> _TASK REQUIREMENTS_: Output every record below exactly as it appears.
____ RECORDS FOR THIS TASK
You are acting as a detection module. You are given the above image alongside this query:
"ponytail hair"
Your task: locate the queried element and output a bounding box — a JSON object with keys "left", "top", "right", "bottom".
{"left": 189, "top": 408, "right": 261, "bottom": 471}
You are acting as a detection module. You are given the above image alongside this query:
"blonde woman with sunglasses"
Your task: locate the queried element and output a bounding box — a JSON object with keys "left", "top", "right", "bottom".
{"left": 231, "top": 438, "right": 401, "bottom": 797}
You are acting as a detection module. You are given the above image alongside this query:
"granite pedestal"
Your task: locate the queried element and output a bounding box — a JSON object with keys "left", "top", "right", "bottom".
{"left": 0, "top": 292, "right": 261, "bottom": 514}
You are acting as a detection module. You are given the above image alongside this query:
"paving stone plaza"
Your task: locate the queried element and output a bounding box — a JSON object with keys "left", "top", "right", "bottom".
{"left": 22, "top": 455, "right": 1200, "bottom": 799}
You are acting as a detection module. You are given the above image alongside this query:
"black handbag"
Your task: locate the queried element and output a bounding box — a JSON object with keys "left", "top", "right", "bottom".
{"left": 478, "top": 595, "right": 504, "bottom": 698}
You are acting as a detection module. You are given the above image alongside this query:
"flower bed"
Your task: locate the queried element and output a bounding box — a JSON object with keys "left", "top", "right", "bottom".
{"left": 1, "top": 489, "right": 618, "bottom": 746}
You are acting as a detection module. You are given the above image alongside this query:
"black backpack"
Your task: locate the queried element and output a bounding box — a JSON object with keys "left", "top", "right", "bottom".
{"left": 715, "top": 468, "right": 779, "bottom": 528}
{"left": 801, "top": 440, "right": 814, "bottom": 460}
________
> _COMPLETED EXERCISE_:
You are acting as a detection module. You are given the above image alongside this query:
"ponytail hair"
Your task: locate the queried element and output a bounding box — a JSON object with keys "left", "top", "right", "bottom".
{"left": 189, "top": 408, "right": 261, "bottom": 471}
You are acting as a detection module. You are given the above image alongside this query:
"blonde woman with sunglasses"
Your task: locate the queried element and output a bounding box — a JSON object with keys "left", "top", "right", "bottom".
{"left": 231, "top": 438, "right": 401, "bottom": 797}
You are acting as a detection module. You are given the above image alongside this query:
"granite pedestal"
Your task: locate the queried element and output a bounding box — a JSON object with keys "left", "top", "right", "bottom".
{"left": 0, "top": 292, "right": 261, "bottom": 514}
You are acting as a detection module. You are given the above image alongside this query:
"paving stone plaza"
Your task: locate the queried element and output a bounding box — a JSON object with keys "left", "top", "right", "bottom".
{"left": 22, "top": 455, "right": 1200, "bottom": 799}
You are acting as a detection module. You are given the above image alongside this query:
"black handbag"
Your task: locate the queried element and output a bounding box — a JSON object with keys "left", "top", "right", "bottom".
{"left": 478, "top": 595, "right": 504, "bottom": 698}
You are acting as a detection module. You are given the above image alongside this query:
"flower bed"
Your task: locate the queried element and output a bounding box — a JSON object with keys "left", "top", "right", "bottom".
{"left": 1, "top": 489, "right": 618, "bottom": 746}
You are acting as a detection module. You are given the above image alongside this query:
"black backpack"
Your task: locate the queried element and output a bounding box — a JSON object with keys "left", "top", "right", "bottom".
{"left": 715, "top": 468, "right": 779, "bottom": 528}
{"left": 801, "top": 440, "right": 814, "bottom": 460}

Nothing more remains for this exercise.